* [YOUR GOAL]
Lift out each line of the data that holds "below".

------------------------------------

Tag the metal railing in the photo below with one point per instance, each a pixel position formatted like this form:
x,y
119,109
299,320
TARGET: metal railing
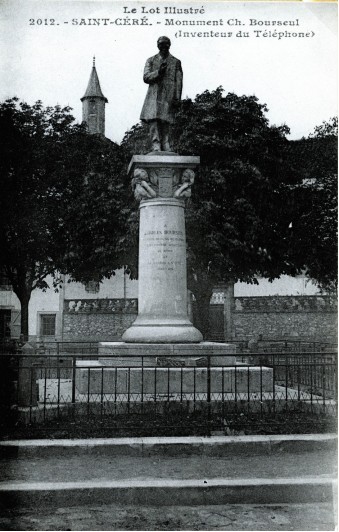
x,y
143,391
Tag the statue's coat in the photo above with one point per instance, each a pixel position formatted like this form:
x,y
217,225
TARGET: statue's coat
x,y
163,91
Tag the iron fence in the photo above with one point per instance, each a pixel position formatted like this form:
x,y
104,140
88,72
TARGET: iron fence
x,y
149,395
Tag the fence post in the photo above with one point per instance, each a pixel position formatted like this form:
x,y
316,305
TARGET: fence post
x,y
209,394
27,388
74,362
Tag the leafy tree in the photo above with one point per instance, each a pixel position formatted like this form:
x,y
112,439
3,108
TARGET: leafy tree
x,y
238,218
314,226
53,178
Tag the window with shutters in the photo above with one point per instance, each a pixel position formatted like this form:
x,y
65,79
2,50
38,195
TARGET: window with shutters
x,y
47,324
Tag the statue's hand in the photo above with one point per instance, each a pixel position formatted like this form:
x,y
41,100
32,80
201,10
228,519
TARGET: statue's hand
x,y
162,68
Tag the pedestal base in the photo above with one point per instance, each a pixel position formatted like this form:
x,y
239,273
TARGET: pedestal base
x,y
161,333
121,353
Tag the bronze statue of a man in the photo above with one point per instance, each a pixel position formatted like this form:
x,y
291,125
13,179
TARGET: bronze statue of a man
x,y
163,73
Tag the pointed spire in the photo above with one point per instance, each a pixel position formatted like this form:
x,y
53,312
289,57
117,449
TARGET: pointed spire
x,y
93,87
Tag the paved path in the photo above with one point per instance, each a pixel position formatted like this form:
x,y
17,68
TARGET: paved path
x,y
259,475
114,468
217,517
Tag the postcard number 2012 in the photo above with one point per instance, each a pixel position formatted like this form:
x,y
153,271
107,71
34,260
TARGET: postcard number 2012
x,y
42,22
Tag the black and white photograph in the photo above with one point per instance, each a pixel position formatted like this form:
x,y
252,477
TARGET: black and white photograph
x,y
168,265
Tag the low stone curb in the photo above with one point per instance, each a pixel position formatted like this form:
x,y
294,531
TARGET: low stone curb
x,y
150,492
171,446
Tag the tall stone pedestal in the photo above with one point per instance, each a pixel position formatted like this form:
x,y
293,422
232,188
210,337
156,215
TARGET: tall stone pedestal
x,y
162,182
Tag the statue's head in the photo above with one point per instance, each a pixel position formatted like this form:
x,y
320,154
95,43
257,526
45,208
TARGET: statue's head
x,y
163,44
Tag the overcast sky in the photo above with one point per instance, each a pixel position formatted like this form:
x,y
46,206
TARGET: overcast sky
x,y
295,76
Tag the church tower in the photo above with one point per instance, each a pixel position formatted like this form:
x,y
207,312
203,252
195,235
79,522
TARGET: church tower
x,y
93,105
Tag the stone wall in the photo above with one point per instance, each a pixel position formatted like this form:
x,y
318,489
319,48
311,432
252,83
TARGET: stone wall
x,y
98,320
303,317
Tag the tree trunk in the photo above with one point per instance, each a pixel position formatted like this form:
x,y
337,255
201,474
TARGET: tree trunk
x,y
24,301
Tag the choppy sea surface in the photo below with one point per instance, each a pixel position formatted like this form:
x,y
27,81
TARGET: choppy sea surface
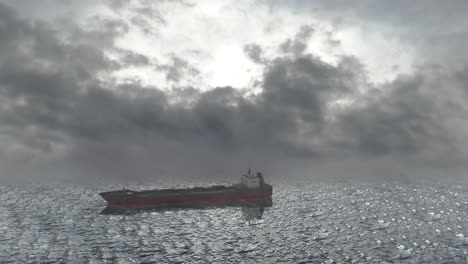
x,y
316,223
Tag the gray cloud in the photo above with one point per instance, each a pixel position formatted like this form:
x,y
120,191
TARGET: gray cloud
x,y
52,100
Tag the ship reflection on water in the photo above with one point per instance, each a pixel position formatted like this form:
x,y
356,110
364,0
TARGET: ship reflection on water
x,y
250,211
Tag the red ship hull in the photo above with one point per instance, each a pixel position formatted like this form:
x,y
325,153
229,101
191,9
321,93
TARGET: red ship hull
x,y
189,198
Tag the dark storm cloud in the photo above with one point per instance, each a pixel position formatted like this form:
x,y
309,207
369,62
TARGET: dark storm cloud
x,y
254,52
52,95
298,45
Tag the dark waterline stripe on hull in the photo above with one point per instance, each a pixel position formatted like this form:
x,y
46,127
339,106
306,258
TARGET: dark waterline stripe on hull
x,y
192,201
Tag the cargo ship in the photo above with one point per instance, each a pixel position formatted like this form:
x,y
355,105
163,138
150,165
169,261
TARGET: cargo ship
x,y
252,191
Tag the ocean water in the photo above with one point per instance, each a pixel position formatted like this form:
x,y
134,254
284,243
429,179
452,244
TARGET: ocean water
x,y
316,223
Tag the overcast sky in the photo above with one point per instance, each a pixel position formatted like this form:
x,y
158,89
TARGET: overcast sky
x,y
142,89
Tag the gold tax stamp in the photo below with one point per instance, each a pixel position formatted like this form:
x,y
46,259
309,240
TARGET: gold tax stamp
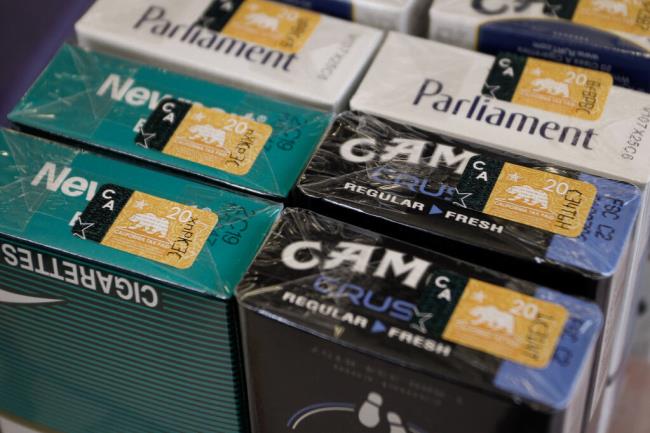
x,y
506,324
273,25
541,199
219,140
629,16
563,89
161,230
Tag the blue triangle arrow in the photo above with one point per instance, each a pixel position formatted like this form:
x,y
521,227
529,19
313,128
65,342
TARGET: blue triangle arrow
x,y
378,327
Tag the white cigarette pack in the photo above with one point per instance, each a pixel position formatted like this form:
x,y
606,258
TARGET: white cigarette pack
x,y
570,116
562,114
606,35
267,47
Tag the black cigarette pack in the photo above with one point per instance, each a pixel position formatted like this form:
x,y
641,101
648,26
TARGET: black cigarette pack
x,y
347,330
534,220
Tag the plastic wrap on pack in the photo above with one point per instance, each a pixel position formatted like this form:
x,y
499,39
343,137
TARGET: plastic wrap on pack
x,y
223,134
348,329
262,46
511,213
115,281
605,35
533,220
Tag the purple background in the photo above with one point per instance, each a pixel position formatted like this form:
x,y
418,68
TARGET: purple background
x,y
30,33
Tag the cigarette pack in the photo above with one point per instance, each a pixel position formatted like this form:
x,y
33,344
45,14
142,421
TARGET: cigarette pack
x,y
117,293
605,35
408,16
565,115
533,220
264,46
220,133
347,330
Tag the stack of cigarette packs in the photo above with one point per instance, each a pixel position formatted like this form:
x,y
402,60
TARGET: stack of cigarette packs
x,y
302,216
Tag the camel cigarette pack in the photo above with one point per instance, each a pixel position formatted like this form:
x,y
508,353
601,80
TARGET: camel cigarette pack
x,y
536,221
531,219
606,35
567,116
223,134
117,293
268,47
347,330
408,16
527,106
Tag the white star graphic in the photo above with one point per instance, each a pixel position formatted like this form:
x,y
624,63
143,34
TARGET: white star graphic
x,y
198,116
145,138
461,198
492,89
478,296
85,226
422,319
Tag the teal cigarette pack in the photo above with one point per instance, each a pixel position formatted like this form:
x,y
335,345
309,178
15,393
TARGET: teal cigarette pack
x,y
237,138
116,293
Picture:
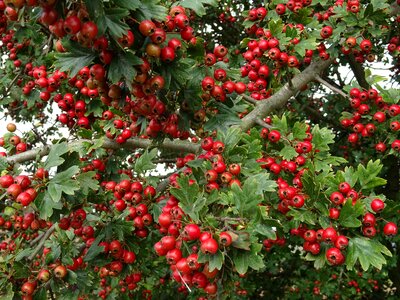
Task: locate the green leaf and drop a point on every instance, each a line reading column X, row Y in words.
column 95, row 249
column 128, row 4
column 24, row 253
column 144, row 162
column 303, row 216
column 281, row 124
column 3, row 163
column 186, row 194
column 243, row 241
column 368, row 176
column 87, row 182
column 378, row 4
column 46, row 205
column 256, row 262
column 231, row 138
column 299, row 130
column 350, row 176
column 216, row 261
column 288, row 152
column 21, row 269
column 150, row 9
column 276, row 27
column 306, row 44
column 62, row 183
column 266, row 231
column 54, row 158
column 75, row 59
column 222, row 121
column 114, row 21
column 322, row 137
column 122, row 66
column 368, row 252
column 198, row 6
column 319, row 260
column 41, row 294
column 349, row 214
column 95, row 9
column 240, row 259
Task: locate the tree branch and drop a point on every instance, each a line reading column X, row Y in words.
column 175, row 145
column 280, row 98
column 42, row 241
column 358, row 71
column 331, row 87
column 249, row 99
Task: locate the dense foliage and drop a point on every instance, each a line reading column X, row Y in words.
column 200, row 149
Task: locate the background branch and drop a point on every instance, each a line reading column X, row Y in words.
column 280, row 98
column 175, row 145
column 359, row 72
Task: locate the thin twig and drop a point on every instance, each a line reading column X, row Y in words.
column 39, row 137
column 331, row 87
column 249, row 99
column 184, row 282
column 42, row 241
column 11, row 84
column 263, row 124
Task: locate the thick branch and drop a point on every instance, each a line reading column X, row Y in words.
column 265, row 107
column 358, row 71
column 175, row 145
column 250, row 99
column 330, row 86
column 42, row 241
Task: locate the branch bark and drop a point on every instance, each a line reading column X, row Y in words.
column 331, row 87
column 175, row 145
column 42, row 241
column 359, row 72
column 265, row 107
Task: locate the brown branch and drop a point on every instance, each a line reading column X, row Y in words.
column 280, row 98
column 263, row 124
column 249, row 99
column 11, row 84
column 331, row 87
column 175, row 145
column 42, row 241
column 359, row 72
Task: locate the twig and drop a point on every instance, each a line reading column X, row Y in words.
column 359, row 72
column 249, row 99
column 164, row 160
column 11, row 84
column 175, row 145
column 42, row 241
column 184, row 282
column 263, row 124
column 39, row 137
column 281, row 97
column 37, row 239
column 330, row 86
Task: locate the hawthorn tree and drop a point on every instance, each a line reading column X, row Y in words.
column 199, row 149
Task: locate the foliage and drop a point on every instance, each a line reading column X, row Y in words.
column 199, row 149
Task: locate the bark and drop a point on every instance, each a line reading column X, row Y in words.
column 280, row 98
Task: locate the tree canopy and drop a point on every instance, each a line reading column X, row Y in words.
column 199, row 149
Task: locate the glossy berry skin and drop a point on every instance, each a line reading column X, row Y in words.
column 334, row 256
column 390, row 229
column 329, row 235
column 191, row 232
column 225, row 239
column 209, row 246
column 274, row 136
column 341, row 242
column 337, row 198
column 377, row 205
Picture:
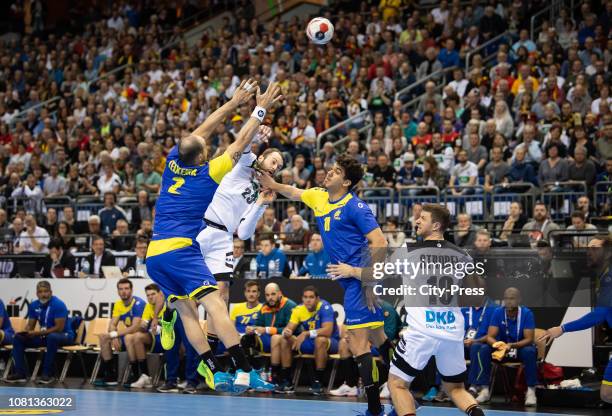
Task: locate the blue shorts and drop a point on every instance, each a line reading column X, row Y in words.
column 608, row 375
column 7, row 339
column 307, row 346
column 265, row 342
column 177, row 266
column 156, row 347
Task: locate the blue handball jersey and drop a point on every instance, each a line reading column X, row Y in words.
column 186, row 192
column 343, row 225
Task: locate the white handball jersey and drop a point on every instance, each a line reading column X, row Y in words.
column 235, row 195
column 440, row 268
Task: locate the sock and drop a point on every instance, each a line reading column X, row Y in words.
column 275, row 372
column 213, row 341
column 369, row 375
column 211, row 361
column 168, row 314
column 239, row 358
column 474, row 410
column 286, row 374
column 319, row 374
column 386, row 352
column 142, row 367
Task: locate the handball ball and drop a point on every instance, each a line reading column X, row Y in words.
column 320, row 30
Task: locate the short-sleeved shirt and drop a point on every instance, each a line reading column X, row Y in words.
column 126, row 314
column 463, row 173
column 508, row 326
column 243, row 316
column 6, row 322
column 47, row 313
column 307, row 320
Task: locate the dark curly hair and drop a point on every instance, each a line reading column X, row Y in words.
column 353, row 171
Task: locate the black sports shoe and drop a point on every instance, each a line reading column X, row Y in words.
column 285, row 388
column 168, row 387
column 45, row 380
column 16, row 378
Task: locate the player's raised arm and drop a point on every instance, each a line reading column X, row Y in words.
column 247, row 132
column 288, row 191
column 242, row 95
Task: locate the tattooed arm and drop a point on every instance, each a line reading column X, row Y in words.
column 247, row 131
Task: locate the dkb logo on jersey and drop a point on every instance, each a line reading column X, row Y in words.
column 440, row 318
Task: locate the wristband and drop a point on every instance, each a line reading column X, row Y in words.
column 259, row 113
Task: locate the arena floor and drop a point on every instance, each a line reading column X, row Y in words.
column 94, row 402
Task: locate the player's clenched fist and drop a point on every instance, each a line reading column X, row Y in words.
column 271, row 96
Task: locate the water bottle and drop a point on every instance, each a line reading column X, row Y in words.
column 252, row 273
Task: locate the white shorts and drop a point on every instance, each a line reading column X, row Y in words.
column 217, row 247
column 414, row 351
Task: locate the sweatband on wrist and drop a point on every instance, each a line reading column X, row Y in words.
column 259, row 113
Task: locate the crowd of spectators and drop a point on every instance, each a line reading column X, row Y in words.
column 537, row 112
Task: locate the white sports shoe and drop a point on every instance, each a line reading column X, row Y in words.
column 384, row 392
column 530, row 398
column 344, row 390
column 484, row 396
column 143, row 382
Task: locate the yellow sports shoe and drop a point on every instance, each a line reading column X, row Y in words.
column 167, row 335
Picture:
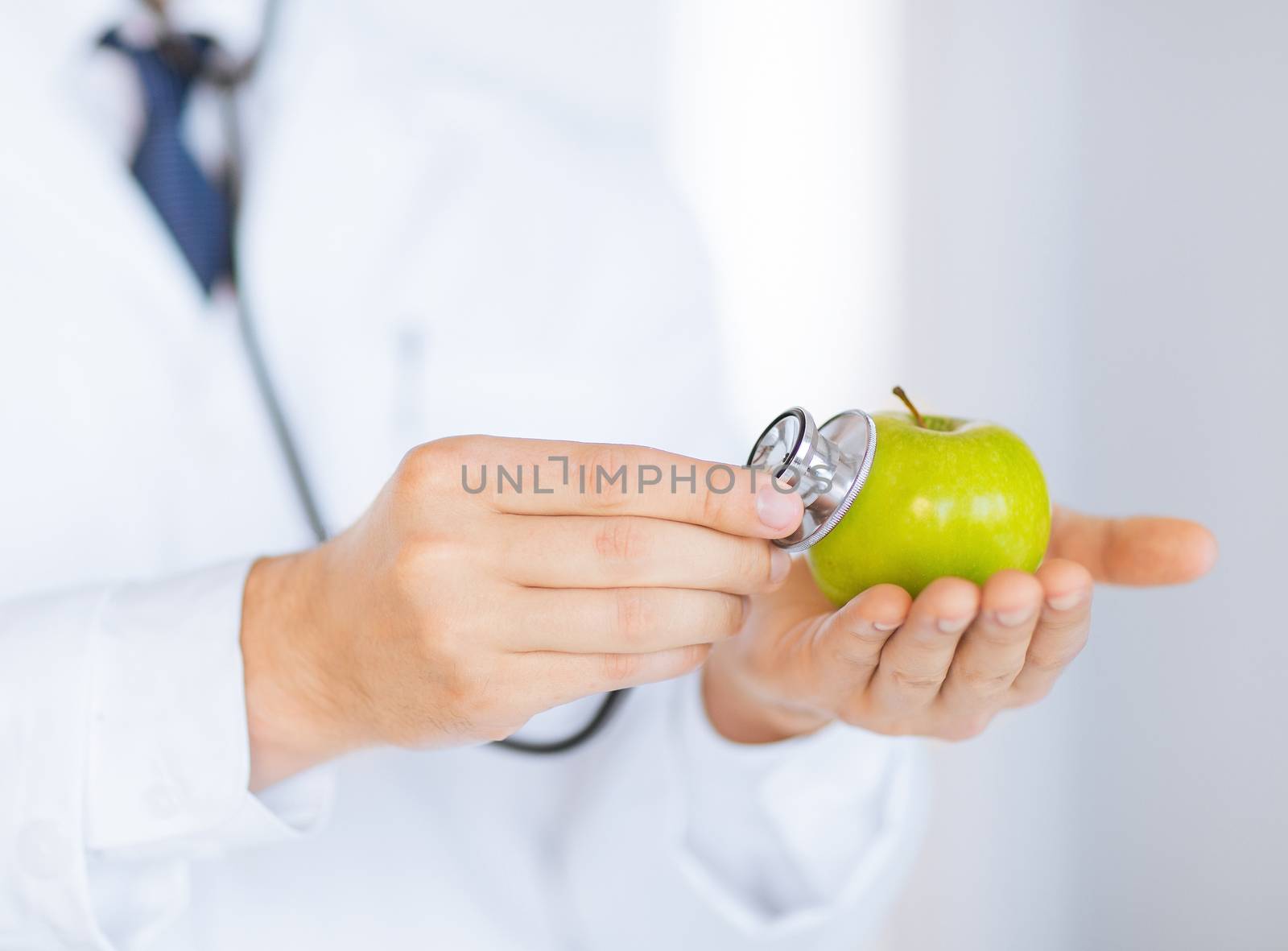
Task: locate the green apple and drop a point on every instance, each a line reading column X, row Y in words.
column 944, row 496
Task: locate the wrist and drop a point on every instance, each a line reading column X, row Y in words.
column 293, row 715
column 744, row 714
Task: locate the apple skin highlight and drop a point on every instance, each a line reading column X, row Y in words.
column 947, row 498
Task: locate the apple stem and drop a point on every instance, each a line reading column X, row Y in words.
column 903, row 397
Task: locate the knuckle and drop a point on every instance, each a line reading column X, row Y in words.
column 621, row 668
column 989, row 680
column 420, row 560
column 1050, row 661
column 712, row 507
column 732, row 615
column 429, row 461
column 692, row 657
column 918, row 680
column 621, row 540
column 1028, row 695
column 960, row 730
column 634, row 614
column 755, row 564
column 609, row 474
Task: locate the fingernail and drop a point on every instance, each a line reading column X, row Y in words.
column 1066, row 602
column 779, row 564
column 777, row 511
column 952, row 625
column 1014, row 618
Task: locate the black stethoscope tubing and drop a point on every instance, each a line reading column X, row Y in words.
column 229, row 77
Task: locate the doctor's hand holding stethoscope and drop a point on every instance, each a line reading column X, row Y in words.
column 450, row 614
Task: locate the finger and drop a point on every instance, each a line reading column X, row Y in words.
column 624, row 620
column 1060, row 631
column 991, row 652
column 916, row 657
column 849, row 643
column 568, row 478
column 633, row 552
column 1133, row 551
column 554, row 678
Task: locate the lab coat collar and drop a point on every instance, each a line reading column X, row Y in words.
column 70, row 30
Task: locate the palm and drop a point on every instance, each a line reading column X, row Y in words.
column 946, row 663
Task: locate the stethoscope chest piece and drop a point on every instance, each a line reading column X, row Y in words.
column 826, row 465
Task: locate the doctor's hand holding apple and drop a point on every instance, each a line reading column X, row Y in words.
column 956, row 515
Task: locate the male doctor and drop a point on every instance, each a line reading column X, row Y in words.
column 218, row 732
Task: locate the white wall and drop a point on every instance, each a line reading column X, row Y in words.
column 1085, row 204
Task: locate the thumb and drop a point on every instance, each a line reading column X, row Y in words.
column 1133, row 551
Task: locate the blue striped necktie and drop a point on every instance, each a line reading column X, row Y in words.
column 196, row 210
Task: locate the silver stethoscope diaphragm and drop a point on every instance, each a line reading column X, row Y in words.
column 824, row 465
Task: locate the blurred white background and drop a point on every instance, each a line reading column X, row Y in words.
column 1069, row 217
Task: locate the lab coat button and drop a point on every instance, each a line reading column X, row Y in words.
column 163, row 800
column 44, row 850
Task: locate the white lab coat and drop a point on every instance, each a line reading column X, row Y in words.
column 427, row 253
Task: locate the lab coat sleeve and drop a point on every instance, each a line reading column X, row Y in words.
column 122, row 723
column 799, row 844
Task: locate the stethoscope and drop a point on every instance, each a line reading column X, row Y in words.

------------------------------------

* [EXERCISE OUTPUT]
Tag the metal railing in the photo below with one point per instance, each a pixel position formatted like this form:
Tag the choppy sea surface in the photo below with one point per instance, each a pixel position formatted like this form:
Tag the gold tax stamp in the photo below with one point per instance, each a pixel position formatted like this form:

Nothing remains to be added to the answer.